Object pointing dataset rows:
◆ ◆ ◆ ◆ ◆ ◆ ◆
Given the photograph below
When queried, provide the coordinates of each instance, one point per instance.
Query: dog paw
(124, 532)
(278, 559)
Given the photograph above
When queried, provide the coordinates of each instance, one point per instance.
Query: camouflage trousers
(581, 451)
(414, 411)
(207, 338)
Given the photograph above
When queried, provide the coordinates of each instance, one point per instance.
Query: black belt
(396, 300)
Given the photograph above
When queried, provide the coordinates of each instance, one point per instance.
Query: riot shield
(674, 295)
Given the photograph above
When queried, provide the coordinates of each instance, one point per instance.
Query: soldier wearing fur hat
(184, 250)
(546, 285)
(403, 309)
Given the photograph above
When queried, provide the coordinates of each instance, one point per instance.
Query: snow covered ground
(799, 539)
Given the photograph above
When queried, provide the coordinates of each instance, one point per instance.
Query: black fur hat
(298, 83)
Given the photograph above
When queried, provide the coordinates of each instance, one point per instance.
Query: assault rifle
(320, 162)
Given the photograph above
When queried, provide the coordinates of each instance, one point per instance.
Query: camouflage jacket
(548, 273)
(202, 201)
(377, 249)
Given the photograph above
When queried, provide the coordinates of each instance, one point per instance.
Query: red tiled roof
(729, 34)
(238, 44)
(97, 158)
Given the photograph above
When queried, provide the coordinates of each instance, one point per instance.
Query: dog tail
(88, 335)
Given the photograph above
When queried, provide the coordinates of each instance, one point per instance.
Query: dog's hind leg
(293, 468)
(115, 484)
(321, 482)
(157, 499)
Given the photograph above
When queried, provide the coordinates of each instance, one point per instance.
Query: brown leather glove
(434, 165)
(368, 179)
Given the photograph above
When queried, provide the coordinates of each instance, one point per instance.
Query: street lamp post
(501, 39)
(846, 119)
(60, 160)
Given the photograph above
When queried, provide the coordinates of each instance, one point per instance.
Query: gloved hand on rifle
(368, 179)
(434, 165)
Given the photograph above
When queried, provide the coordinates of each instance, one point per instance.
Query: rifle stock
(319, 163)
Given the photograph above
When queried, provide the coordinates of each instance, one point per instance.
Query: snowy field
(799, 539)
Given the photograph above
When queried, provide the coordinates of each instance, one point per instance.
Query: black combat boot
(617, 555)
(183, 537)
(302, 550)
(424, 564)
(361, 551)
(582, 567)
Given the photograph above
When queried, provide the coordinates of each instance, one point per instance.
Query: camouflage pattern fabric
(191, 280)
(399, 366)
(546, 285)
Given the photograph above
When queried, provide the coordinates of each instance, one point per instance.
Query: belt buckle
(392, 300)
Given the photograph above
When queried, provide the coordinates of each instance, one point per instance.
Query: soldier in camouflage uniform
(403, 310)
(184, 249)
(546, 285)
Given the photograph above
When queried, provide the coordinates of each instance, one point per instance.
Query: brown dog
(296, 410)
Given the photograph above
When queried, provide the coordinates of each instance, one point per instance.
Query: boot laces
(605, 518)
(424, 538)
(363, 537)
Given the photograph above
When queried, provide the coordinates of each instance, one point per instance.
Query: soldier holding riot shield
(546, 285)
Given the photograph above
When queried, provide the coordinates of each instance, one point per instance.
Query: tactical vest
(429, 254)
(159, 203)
◆ ◆ ◆ ◆ ◆ ◆ ◆
* [Exercise objective]:
Find every line in the material that contains the string "rifle", and copy each of those lines.

* [Answer to the problem]:
Query: assault rifle
Query: gloved hand on rifle
Query: rifle stock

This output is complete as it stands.